TO DO
All material below is to be reproduced exactly.
○ ○ ○ ○
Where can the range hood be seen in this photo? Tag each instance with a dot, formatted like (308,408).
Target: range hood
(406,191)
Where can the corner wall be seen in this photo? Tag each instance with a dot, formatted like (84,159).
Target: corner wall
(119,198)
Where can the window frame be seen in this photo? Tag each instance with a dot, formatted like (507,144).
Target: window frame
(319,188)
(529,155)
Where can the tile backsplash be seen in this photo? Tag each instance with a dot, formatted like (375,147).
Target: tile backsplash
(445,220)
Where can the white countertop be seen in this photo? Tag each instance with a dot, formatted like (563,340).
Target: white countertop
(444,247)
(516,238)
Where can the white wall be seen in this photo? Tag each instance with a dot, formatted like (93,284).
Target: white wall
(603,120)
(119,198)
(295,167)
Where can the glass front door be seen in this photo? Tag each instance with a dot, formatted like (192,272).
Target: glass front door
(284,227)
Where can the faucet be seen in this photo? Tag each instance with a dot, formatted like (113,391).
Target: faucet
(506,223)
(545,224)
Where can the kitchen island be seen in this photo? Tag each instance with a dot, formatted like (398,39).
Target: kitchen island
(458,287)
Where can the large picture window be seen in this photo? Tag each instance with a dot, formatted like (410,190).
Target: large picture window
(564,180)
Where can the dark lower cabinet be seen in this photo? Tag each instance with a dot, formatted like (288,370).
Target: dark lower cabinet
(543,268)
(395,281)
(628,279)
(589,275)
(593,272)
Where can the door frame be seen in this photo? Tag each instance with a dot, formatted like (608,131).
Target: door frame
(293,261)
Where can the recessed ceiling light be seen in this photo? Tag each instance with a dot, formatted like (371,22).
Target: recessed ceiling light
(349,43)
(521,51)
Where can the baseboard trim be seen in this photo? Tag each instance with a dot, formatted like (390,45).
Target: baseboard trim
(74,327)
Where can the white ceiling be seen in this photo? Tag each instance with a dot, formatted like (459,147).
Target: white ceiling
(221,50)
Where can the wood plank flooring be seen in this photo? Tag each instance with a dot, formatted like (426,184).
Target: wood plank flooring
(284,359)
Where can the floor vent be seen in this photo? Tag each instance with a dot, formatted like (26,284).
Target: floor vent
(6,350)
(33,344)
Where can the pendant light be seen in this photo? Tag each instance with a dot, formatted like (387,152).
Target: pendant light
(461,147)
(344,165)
○ ○ ○ ○
WRITTEN ANSWER
Where can the range hood be seen in this photo? Tag each instance with a dot, formatted like (308,408).
Target: range hood
(406,191)
Where can the corner wall be seen in this photo? Tag each instance with a dot, formatted like (84,159).
Target: corner wall
(119,198)
Where can the window frame be seen in this photo? Tag each instance with a dot, formatted like (507,144).
Target: window frame
(319,188)
(529,155)
Where can the tile backsplash be seen in this photo? Tag each instance with a dot, formatted like (375,147).
Target: tile backsplash
(445,220)
Where can the white countertop be seen in this photo? Tag each instance with a dot, formatted like (563,340).
Target: white countertop
(444,247)
(516,238)
Where can the white wall be seen in this photo? Tag each instance with a dot, formatted like (93,284).
Target: white wall
(603,120)
(119,198)
(295,167)
Where can the glass front door be seen in this photo? Tag each instance with a dot, formatted like (192,272).
Target: glass front door
(284,227)
Where can the faucet be seen in this photo? Tag each instance with a dot, formatted like (113,391).
Target: faucet
(506,223)
(545,224)
Where can the kitchen island be seen in this photo? Tag each instance with a dot, formatted like (398,39).
Target: kitchen island
(458,287)
Where can the large picture window be seen in this photo? Tag each instance with a dot, formatted like (410,190).
Target: large picture window
(564,180)
Where can the dark lower cabinet be seen in this photo? Tag each instance with a dot, formatted like (288,370).
Target: dark lower cabinet
(543,268)
(395,281)
(628,279)
(589,275)
(593,272)
Where can the door frame be seen in this photo? Tag each instance with a dot, formatted like (608,131).
Target: door frame
(293,261)
Where can the recessed ceiling light be seen in this photo? Tag each instance with a dot, formatted like (371,22).
Target: recessed ceiling light
(349,43)
(521,51)
Where can the baseboard trim be seen in this photo? Tag each instance with a dot, formatted like (390,45).
Target: baseboard trim
(74,327)
Where can the white ceiling be seen in this photo? Tag each instance with a dot, formatted like (459,147).
Target: white ceiling
(221,50)
Where can the wood plank flooring be seen in this photo? Tag each instance with a dot, formatted like (426,184).
Target: wood plank flooring
(284,359)
Where can the floor vent be seen in this photo? Tag each instance with a dot, formatted like (26,284).
Target: floor vent
(6,350)
(33,344)
Where can the pendant light be seen in this photo? Tag each instance with a dot, formatted like (387,152).
Target: pendant light
(461,147)
(344,165)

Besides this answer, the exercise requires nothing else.